─── Dataset content ───

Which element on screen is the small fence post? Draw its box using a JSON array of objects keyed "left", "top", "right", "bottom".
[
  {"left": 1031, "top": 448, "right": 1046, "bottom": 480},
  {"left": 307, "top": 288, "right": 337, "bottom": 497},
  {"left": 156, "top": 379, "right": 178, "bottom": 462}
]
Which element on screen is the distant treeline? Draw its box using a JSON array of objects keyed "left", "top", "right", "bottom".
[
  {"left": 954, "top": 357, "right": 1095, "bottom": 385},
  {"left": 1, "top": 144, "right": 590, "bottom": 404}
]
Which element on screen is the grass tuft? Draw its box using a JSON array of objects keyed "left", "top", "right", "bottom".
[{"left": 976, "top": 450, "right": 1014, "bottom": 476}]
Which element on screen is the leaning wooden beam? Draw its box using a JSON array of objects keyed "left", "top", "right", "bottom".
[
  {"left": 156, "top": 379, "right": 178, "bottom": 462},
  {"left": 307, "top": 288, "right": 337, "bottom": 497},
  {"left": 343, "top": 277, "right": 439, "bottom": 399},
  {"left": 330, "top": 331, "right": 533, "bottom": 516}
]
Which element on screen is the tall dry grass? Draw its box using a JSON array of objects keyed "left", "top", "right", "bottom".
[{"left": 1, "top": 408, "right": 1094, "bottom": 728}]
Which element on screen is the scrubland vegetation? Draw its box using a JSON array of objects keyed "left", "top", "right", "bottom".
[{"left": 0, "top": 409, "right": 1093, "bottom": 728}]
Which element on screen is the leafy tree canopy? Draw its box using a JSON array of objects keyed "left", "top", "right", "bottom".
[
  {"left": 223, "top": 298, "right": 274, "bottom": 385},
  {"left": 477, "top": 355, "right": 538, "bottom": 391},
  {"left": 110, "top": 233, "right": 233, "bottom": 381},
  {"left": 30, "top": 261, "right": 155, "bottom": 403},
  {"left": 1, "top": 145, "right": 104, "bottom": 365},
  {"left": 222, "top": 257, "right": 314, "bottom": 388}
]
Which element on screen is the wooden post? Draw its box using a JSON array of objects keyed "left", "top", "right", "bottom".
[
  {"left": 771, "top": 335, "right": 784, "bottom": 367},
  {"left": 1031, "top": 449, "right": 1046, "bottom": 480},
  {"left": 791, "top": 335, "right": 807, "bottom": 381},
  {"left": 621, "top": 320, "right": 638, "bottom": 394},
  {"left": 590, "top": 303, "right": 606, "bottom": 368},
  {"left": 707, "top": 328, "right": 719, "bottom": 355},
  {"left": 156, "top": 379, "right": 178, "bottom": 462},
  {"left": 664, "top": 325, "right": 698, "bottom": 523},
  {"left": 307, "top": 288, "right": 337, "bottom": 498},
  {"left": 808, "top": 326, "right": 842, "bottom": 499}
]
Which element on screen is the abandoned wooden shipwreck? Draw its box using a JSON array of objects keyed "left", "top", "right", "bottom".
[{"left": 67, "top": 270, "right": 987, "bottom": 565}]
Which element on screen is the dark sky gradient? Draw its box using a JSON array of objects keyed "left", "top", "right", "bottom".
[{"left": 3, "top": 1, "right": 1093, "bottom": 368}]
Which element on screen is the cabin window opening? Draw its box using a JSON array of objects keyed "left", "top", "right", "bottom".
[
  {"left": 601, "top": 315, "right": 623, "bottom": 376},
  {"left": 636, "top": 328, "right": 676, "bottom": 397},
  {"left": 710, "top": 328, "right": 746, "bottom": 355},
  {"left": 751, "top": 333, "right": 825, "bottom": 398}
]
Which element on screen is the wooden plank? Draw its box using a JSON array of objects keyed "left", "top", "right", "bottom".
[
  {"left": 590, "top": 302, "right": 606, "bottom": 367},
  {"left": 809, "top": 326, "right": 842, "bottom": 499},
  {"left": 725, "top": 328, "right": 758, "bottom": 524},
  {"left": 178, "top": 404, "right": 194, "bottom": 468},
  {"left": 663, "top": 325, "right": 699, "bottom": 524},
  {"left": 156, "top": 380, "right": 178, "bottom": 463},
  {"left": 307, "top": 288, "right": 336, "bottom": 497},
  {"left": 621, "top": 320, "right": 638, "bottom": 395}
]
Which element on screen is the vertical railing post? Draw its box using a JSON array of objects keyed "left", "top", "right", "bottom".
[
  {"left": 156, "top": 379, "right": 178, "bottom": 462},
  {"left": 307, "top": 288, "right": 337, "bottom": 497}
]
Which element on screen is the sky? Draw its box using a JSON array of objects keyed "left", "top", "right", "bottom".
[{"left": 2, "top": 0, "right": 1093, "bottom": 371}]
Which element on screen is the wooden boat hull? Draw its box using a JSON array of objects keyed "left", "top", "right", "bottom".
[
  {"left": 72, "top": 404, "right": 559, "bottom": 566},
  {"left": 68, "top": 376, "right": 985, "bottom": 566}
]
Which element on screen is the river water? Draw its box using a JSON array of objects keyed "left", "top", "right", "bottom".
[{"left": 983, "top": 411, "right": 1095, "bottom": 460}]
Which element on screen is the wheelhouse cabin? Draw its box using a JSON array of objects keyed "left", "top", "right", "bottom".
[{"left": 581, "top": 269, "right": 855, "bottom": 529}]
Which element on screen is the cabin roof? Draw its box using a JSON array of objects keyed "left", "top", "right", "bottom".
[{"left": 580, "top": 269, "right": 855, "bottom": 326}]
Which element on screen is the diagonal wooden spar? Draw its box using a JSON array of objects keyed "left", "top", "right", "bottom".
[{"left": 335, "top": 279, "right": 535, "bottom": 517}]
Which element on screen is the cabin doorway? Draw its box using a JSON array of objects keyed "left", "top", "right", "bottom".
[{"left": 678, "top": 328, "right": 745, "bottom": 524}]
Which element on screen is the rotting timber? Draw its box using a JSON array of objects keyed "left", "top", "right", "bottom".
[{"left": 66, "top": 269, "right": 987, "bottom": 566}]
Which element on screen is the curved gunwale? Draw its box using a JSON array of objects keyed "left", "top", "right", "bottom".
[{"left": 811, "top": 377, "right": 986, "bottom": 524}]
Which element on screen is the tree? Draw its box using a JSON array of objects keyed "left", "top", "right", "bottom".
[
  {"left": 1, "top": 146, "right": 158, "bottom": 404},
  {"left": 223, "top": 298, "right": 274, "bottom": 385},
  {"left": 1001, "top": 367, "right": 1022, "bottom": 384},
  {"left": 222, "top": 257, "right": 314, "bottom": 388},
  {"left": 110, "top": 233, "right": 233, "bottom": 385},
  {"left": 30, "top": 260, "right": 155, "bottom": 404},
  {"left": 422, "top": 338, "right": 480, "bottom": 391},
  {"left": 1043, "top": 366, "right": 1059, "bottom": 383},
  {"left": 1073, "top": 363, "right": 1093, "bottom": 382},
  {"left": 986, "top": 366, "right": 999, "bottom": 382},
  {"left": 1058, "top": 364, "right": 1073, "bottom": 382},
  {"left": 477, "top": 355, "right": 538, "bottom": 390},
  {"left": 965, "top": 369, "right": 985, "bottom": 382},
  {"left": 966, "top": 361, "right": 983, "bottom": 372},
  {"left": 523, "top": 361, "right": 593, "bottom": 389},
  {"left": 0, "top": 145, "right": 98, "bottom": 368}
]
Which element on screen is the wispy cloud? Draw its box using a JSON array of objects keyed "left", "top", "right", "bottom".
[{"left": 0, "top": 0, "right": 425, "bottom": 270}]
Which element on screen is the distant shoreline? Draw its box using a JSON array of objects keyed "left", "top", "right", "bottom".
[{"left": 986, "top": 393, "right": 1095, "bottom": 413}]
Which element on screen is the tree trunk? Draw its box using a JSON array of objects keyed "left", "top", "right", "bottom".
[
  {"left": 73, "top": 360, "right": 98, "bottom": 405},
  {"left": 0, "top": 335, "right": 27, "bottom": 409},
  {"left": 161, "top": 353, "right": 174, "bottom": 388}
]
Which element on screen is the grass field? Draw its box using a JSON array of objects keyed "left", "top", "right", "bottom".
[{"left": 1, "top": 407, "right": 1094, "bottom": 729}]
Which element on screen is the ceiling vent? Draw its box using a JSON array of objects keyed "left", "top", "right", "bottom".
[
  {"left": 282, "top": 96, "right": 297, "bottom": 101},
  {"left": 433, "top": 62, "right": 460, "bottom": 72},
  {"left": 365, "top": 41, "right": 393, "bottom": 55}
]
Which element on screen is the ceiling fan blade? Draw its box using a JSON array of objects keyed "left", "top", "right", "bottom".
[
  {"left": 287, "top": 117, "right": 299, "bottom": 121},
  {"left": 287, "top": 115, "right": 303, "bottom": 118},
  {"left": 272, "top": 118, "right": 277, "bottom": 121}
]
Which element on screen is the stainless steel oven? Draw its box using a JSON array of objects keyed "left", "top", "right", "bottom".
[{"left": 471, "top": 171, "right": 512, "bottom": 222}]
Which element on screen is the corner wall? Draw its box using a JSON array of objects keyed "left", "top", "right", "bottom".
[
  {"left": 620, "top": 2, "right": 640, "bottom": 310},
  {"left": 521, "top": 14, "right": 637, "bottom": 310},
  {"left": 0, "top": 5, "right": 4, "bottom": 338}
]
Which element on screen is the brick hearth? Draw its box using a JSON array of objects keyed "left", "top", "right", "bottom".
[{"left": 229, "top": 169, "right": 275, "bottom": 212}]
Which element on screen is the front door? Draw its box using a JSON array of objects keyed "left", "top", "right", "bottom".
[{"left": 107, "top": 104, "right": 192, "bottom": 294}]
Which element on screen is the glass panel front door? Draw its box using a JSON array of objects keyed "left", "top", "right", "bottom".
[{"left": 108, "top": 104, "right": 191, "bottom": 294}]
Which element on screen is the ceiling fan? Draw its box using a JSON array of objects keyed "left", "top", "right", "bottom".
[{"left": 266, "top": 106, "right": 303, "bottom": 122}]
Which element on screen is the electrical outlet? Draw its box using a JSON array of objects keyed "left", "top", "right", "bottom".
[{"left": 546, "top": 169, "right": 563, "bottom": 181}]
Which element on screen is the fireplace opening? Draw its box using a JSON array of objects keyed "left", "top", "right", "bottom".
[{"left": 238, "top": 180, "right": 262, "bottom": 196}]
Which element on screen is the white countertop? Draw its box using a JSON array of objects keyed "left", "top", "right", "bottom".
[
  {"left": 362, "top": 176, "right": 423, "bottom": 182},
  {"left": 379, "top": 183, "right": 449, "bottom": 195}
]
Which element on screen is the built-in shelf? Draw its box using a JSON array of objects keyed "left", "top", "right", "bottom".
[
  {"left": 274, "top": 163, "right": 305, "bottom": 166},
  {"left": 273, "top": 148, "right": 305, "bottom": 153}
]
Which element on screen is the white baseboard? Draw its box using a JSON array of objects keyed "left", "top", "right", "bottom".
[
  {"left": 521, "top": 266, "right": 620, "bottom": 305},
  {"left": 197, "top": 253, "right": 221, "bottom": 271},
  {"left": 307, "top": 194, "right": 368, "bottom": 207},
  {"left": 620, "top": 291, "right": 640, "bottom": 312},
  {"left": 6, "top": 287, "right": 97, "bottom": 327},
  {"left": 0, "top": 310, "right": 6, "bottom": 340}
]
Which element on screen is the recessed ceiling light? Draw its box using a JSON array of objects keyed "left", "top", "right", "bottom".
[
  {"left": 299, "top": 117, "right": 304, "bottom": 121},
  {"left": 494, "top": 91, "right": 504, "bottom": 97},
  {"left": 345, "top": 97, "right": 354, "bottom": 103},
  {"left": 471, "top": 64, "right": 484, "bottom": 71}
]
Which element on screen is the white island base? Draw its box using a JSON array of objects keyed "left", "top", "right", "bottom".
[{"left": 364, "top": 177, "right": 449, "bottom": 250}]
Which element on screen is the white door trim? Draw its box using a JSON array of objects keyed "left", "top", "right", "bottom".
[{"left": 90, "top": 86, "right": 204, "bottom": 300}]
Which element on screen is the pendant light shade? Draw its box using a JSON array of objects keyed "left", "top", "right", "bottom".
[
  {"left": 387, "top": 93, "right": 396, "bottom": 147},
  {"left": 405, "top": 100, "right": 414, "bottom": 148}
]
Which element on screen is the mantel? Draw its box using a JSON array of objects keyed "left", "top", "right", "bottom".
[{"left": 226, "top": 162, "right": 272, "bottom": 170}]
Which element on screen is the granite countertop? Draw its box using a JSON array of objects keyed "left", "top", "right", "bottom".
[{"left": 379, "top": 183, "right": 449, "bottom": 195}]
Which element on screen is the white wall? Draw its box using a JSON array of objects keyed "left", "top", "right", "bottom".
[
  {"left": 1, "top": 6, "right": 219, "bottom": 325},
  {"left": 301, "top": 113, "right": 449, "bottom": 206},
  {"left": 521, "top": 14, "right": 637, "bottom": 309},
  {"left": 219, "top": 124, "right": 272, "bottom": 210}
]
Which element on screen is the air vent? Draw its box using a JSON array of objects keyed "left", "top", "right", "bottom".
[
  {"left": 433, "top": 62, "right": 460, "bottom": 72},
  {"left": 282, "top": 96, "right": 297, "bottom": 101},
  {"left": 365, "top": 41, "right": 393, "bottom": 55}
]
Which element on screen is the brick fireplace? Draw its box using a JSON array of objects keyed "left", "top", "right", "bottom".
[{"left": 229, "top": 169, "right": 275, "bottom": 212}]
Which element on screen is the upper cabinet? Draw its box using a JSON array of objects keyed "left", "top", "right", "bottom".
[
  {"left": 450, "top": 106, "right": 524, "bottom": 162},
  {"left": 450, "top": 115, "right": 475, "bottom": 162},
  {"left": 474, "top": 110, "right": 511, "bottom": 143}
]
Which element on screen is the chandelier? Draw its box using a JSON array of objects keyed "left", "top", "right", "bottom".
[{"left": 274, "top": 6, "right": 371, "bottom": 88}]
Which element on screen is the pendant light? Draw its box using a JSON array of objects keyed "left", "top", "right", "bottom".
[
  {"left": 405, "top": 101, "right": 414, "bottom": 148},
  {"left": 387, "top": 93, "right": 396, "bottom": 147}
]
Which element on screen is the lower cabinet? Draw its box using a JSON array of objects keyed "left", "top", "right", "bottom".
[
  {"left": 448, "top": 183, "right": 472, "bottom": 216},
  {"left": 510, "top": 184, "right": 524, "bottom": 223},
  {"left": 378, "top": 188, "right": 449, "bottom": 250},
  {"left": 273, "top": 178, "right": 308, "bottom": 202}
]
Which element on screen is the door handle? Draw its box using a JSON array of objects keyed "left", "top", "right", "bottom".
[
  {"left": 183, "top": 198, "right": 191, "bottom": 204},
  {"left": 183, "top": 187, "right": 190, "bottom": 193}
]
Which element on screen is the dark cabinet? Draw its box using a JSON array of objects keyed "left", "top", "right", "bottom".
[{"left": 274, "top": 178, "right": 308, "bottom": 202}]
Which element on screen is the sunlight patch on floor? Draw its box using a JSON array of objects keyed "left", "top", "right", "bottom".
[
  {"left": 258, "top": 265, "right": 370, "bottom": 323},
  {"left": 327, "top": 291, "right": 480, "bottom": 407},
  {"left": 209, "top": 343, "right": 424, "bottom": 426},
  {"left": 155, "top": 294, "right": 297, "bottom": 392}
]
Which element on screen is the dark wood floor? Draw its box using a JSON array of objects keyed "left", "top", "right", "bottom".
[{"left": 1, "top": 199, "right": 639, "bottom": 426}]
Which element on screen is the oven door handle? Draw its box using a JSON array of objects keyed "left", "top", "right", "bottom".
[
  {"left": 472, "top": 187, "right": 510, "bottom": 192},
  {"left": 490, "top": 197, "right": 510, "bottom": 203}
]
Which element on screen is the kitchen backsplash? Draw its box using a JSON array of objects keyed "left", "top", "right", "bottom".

───

> [Exercise requirements] Beginning with the line that contains "Which element on screen is the oven", return every line to the end of the listing, unchanged, and nothing else.

> [Exercise answer]
Which element on screen is the oven door handle? Draw its box using a JSON array of objects keyed "left", "top", "right", "bottom".
[
  {"left": 472, "top": 187, "right": 510, "bottom": 192},
  {"left": 490, "top": 197, "right": 510, "bottom": 203}
]
Which element on screen is the kitchen backsplash? Draw its box using a JSON array of objects keyed "left", "top", "right", "bottom".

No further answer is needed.